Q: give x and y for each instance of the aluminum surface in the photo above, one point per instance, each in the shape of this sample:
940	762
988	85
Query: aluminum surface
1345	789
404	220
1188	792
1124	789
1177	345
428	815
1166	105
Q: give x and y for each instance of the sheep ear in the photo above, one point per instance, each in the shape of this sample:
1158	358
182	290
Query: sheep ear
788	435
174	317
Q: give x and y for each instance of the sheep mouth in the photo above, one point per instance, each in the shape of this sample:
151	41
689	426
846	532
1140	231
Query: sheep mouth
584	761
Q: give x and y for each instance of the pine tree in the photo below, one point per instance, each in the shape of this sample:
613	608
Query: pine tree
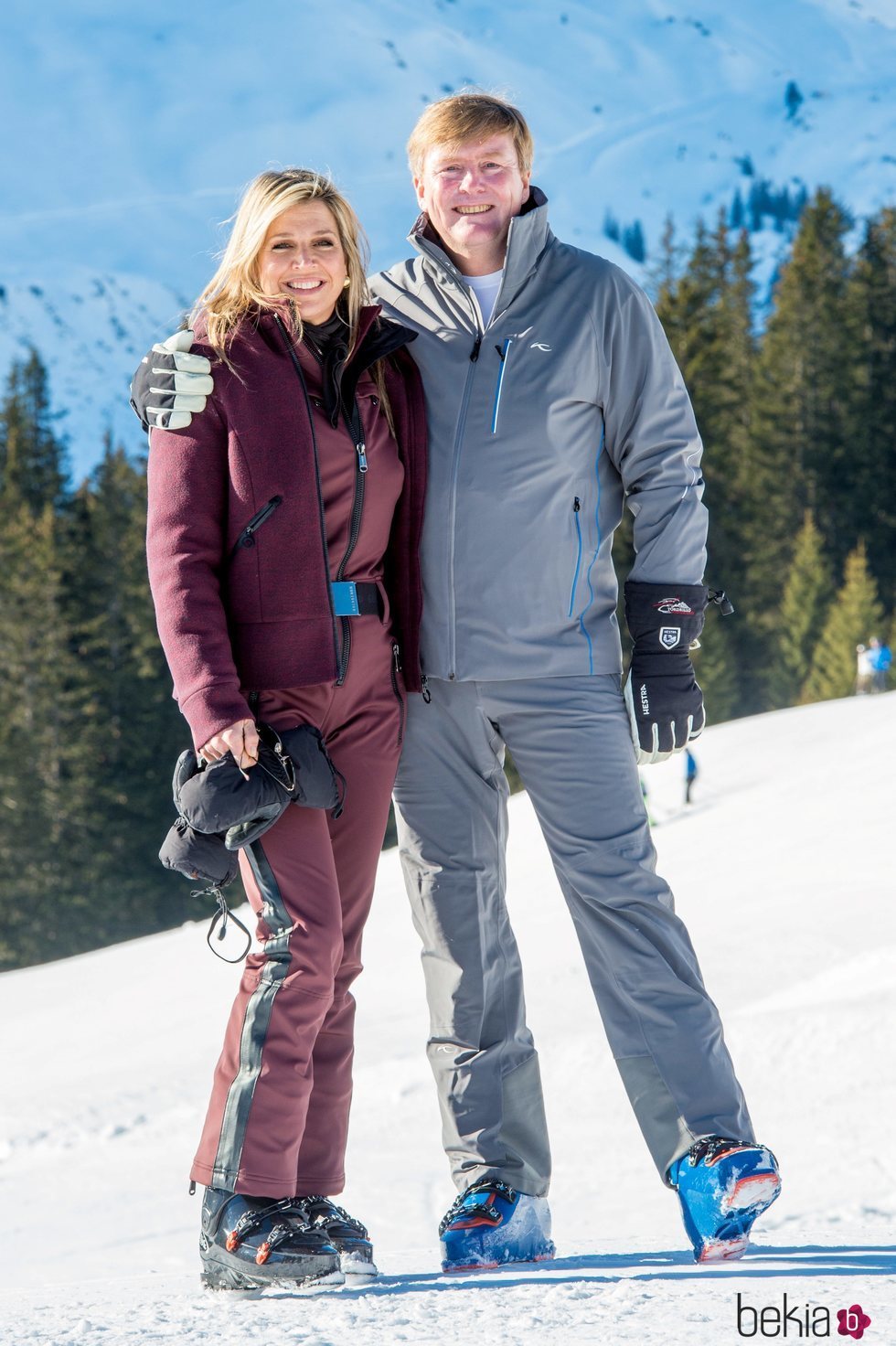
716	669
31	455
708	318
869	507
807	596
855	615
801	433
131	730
§ §
Rewrite all of the entries above, replacing "Query" with "Target" and changing nothing else. Omit the pictures.

Q: give x and y for each instance of the aluminum surface in the photo above, one point per instance, each in the shape of this sample:
940	762
988	85
Target: aluminum surface
1345	789
404	220
1188	792
1124	789
1177	345
428	815
1166	105
Q: give x and y for each instance of the sheep ear in the photo above, one point per instance, each in the shape of this sample:
1158	358
182	290
Target: sheep ear
788	435
174	317
Q: give x and y for each instance of the sheep mouth in the photo above, one point per instance, each in the shape of this sample:
151	41
689	426
846	532
1140	231
Target: sheep mouth
584	761
Q: give x and y for each instance of the pine tree in the photo below, one point per instance, each in the shape of this sample:
613	608
Target: pine tree
716	669
31	455
708	318
869	507
807	596
855	615
801	433
131	730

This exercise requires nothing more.